Work task:
Copy nothing but the lines from the opening of the entries through the line that contains "Query: concrete sidewalk", exactly as written. Drop the pictures.

Material supplied:
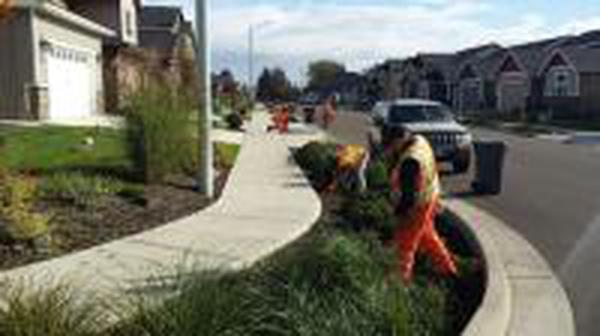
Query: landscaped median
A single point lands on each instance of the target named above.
(523, 296)
(270, 257)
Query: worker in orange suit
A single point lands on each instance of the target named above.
(5, 6)
(281, 119)
(284, 123)
(351, 165)
(414, 176)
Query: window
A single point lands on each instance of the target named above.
(561, 82)
(128, 23)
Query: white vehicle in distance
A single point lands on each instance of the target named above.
(450, 140)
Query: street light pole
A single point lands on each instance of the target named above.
(251, 61)
(205, 178)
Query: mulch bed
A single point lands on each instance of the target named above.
(75, 229)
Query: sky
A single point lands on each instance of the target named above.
(291, 33)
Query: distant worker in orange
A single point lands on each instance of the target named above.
(5, 6)
(414, 175)
(280, 118)
(351, 164)
(329, 113)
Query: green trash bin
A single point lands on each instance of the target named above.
(489, 168)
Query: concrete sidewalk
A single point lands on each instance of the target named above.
(523, 295)
(266, 204)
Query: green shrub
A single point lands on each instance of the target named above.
(234, 121)
(203, 303)
(20, 222)
(377, 177)
(85, 191)
(48, 311)
(369, 211)
(226, 154)
(158, 124)
(318, 161)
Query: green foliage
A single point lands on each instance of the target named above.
(21, 223)
(377, 177)
(234, 121)
(158, 133)
(318, 161)
(369, 211)
(48, 312)
(50, 148)
(204, 303)
(85, 191)
(226, 154)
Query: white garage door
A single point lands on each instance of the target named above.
(71, 84)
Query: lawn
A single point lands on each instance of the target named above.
(49, 148)
(227, 153)
(90, 194)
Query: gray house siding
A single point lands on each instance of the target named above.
(16, 67)
(590, 97)
(118, 15)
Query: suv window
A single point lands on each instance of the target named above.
(406, 114)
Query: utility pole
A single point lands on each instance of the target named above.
(251, 61)
(206, 173)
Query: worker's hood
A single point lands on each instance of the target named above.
(429, 127)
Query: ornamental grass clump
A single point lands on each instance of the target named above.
(19, 222)
(158, 132)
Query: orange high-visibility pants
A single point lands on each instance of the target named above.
(416, 231)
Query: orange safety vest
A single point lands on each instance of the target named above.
(350, 157)
(421, 152)
(5, 7)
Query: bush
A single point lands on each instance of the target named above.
(20, 222)
(234, 121)
(48, 312)
(78, 189)
(377, 177)
(158, 133)
(318, 161)
(369, 211)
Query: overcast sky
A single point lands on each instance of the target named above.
(290, 33)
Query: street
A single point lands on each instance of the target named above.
(551, 196)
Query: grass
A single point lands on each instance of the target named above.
(50, 148)
(227, 153)
(578, 125)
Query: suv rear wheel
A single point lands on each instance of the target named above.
(462, 163)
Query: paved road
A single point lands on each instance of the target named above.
(551, 196)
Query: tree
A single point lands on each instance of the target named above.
(273, 84)
(323, 74)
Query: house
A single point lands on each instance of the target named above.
(474, 81)
(166, 34)
(569, 79)
(517, 79)
(158, 47)
(121, 16)
(50, 63)
(430, 76)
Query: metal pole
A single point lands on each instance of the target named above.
(205, 178)
(251, 61)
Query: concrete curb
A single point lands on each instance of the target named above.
(523, 295)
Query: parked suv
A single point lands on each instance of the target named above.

Exercise answer:
Query: landscaped median
A single point lands on each instance of the target named above.
(523, 296)
(270, 257)
Query: worker in orange suit
A single point lands on each instance of the target named above.
(5, 6)
(281, 119)
(284, 123)
(351, 165)
(414, 176)
Query: window
A single point lands on each instance of the target named above.
(561, 82)
(128, 23)
Query: white vehicle in distance
A single point lands on each instance of the target named above.
(450, 140)
Query: street light pole
A single point lands on each instance of the target named above.
(251, 61)
(205, 178)
Query: mulch bed
A single point lands on each instance of the target named above.
(75, 229)
Query: sky
A single point lands on each instance of the target named above.
(291, 33)
Query: distant worker in orange
A single point lands on each instance of the target named above.
(5, 6)
(414, 175)
(280, 118)
(351, 164)
(329, 113)
Query: green trash bin
A single point lands on each instance of the target named above.
(489, 168)
Query: concrete sidewalk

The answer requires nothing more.